### To do
Below are some records. Copy every line in them that holds "bamboo".
▼▼▼
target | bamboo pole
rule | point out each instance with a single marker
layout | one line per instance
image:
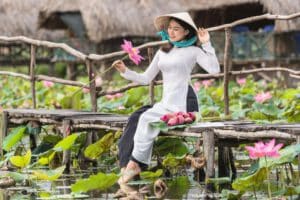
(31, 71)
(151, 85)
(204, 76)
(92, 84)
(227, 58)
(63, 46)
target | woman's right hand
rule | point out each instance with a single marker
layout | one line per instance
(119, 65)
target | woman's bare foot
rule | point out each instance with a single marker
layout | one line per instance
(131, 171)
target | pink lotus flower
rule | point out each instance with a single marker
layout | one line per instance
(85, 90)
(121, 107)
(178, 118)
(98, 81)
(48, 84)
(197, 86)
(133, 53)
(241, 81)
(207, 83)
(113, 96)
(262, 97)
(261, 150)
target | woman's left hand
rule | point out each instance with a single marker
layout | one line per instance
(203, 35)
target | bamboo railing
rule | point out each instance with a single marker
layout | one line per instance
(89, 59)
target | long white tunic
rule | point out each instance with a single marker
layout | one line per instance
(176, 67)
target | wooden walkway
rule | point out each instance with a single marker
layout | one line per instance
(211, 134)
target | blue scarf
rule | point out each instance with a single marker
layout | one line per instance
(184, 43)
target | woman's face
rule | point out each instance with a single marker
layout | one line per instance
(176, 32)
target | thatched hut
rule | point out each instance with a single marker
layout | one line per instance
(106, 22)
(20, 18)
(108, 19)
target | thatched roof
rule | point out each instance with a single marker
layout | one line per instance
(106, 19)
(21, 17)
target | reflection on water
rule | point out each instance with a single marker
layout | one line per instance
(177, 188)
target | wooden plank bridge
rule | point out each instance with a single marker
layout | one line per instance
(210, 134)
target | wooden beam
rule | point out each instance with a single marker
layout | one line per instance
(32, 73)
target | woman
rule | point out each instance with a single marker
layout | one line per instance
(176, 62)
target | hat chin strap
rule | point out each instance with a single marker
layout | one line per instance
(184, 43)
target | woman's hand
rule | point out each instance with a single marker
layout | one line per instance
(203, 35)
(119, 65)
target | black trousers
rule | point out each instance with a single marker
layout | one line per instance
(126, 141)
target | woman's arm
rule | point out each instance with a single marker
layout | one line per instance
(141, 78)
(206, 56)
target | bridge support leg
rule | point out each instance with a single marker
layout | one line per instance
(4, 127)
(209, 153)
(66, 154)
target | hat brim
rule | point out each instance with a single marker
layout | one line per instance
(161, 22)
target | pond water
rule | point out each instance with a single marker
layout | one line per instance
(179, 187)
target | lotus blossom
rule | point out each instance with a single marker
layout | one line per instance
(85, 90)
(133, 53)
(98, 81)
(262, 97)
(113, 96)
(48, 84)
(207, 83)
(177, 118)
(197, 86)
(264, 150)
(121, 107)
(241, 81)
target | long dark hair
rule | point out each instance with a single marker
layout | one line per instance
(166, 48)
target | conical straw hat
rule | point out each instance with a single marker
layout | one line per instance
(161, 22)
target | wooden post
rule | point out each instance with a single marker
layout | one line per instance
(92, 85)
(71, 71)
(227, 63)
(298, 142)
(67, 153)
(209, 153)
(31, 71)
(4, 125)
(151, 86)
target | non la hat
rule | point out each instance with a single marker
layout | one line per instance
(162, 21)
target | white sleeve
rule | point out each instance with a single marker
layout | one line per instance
▲▲▲
### Your solution
target | bamboo pole
target | bamboo railing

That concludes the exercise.